EXERCISE AIM: Copy out only the span from the line with "provide the segmentation of black" to the end of the data, both ends kept, word for word.

*** DATA LISTING ***

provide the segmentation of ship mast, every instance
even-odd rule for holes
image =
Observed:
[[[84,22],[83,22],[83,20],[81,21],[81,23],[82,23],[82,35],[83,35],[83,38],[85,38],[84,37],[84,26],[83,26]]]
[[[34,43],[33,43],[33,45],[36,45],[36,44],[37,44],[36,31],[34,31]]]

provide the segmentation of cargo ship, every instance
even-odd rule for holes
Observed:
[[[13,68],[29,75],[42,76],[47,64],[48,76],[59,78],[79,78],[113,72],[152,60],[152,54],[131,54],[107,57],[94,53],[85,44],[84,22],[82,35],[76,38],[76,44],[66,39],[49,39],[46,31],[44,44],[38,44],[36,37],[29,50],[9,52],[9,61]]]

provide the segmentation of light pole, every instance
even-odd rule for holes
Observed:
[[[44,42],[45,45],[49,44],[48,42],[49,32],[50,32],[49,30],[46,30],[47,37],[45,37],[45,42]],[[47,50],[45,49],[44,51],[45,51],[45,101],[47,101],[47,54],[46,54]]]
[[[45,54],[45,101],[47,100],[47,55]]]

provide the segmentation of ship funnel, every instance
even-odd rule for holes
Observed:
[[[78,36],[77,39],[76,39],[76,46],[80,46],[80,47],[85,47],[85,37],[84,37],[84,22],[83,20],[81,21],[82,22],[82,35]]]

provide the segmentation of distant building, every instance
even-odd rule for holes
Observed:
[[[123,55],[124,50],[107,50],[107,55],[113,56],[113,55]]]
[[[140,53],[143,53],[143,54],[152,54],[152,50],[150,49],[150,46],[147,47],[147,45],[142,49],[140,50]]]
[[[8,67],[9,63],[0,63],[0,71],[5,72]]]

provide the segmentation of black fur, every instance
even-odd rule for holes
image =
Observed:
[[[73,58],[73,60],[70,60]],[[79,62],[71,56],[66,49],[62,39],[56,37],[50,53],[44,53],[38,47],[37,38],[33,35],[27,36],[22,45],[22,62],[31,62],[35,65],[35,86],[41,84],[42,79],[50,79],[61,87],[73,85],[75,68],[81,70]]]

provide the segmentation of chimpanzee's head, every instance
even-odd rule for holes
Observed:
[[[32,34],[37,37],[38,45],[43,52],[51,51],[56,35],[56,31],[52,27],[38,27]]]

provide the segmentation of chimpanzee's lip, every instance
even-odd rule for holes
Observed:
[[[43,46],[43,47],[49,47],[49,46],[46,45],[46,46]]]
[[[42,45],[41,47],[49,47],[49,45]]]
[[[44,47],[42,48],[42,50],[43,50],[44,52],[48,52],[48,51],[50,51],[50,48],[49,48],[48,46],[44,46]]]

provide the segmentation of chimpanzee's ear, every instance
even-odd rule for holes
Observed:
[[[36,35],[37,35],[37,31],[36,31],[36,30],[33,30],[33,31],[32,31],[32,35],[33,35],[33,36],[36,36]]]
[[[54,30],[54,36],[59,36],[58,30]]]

***

RESPONSE TO THE EXERCISE:
provide the segmentation of black fur, every instance
even-odd rule for holes
image =
Observed:
[[[73,58],[73,60],[70,60]],[[79,62],[71,56],[66,49],[62,39],[56,37],[50,53],[44,53],[38,47],[37,38],[33,35],[27,36],[22,45],[22,62],[31,62],[35,65],[35,86],[41,84],[42,79],[50,79],[61,87],[73,85],[75,68],[81,70]]]

provide the segmentation of chimpanzee's head, every instance
even-odd rule for holes
Observed:
[[[32,34],[37,37],[38,45],[43,52],[51,51],[56,35],[56,31],[52,27],[38,27]]]

provide the segmentation of chimpanzee's lip, every instance
even-odd rule for holes
Observed:
[[[43,46],[43,47],[49,47],[49,46],[46,45],[46,46]]]
[[[42,45],[41,47],[49,47],[49,45]]]
[[[44,47],[42,48],[42,50],[43,50],[44,52],[48,52],[48,51],[50,51],[50,48],[49,48],[48,46],[44,46]]]

provide the segmentation of chimpanzee's ear, every instance
even-odd rule for holes
Observed:
[[[36,35],[37,35],[37,31],[36,31],[36,30],[33,30],[33,31],[32,31],[32,35],[33,35],[33,36],[36,36]]]
[[[54,30],[54,36],[59,36],[58,30]]]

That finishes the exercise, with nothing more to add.